● **DOCUMENT**
begin
Change 725005 had a related patch set uploaded (by Giuseppe Lavagetto; author: Giuseppe Lavagetto):

[operations/docker-images/production-images@master] Add rsyslog image

https://gerrit.wikimedia.org/r/725005

gerritbot added a project: Patch-For-Review.Sep 30 2021, 1:33 PM

After much deliberation, @akosiaris and I decided we'll try to go the following way:

Install an rsyslogd sidecar that will be used by mediawiki for relaying logs to kafka
Use the same rsyslogd for capturing php-fpm logs and logs generated by php-wmerrors (still unsure if we will just use a unix socket for that or if we might be able to write to udp too
Possibly use this rsyslogd to also funnel the apache logs to a specific kafka topic; although keeping the apache logs to go to stdout and configure rsyslog on the physical node to direct those to that kafka topic is also a possibility

Change 725892 had a related patch set uploaded (by Giuseppe Lavagetto; author: Giuseppe Lavagetto):

[operations/deployment-charts@master] mediawiki: Add rsyslog sidecar

https://gerrit.wikimedia.org/r/725892

Change 725005 merged by Giuseppe Lavagetto:

[operations/docker-images/production-images@master] Add rsyslog image

https://gerrit.wikimedia.org/r/725005

Change 725892 merged by jenkins-bot:

[operations/deployment-charts@master] mediawiki: Add rsyslog sidecar

https://gerrit.wikimedia.org/r/725892

Change 730967 had a related patch set uploaded (by Giuseppe Lavagetto; author: Giuseppe Lavagetto):

[operations/puppet@production] kubernetes::deployment_server::mediawiki: add logging configuration

https://gerrit.wikimedia.org/r/730967

Change 730967 merged by Giuseppe Lavagetto:

[operations/puppet@production] kubernetes::deployment_server::mediawiki: add logging configuration

https://gerrit.wikimedia.org/r/730967

Joe updated the task description. (Show Details)Oct 20 2021, 7:16 AM

The php-fpm logs are output to stderr, which goes to logstash at the moment using the physical node rsyslog, but it's under a different set of labels, and to have a simple way to select them, we would need to use a static name for the mediawiki container (which isn't a bad idea overall).

We also have another problem: how to treat and collect php slow logs. Right now I'm sending them to stderr but that gets us a lot of noise and broken logging on logstash.
end
● **TO DO**
a) List every change number mentioned in the thread.
b) Transcribe the part of the thread that opens with the words "Joe updated the" and closes with "logging on logstash.".

Picture annotation entries
begin
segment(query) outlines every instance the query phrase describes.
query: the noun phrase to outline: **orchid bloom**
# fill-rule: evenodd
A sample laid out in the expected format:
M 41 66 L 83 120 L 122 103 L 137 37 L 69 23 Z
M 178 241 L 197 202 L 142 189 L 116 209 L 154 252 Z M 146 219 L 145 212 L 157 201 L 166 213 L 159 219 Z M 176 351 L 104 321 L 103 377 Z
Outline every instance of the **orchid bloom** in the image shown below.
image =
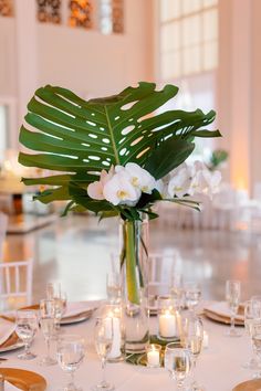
end
● **RESULTS OF THE TASKS**
a) 725005, 725892, 730967

b)
Joe updated the task description. (Show Details)Oct 20 2021, 7:16 AM

The php-fpm logs are output to stderr, which goes to logstash at the moment using the physical node rsyslog, but it's under a different set of labels, and to have a simple way to select them, we would need to use a static name for the mediawiki container (which isn't a bad idea overall).

We also have another problem: how to treat and collect php slow logs. Right now I'm sending them to stderr but that gets us a lot of noise and broken logging on logstash.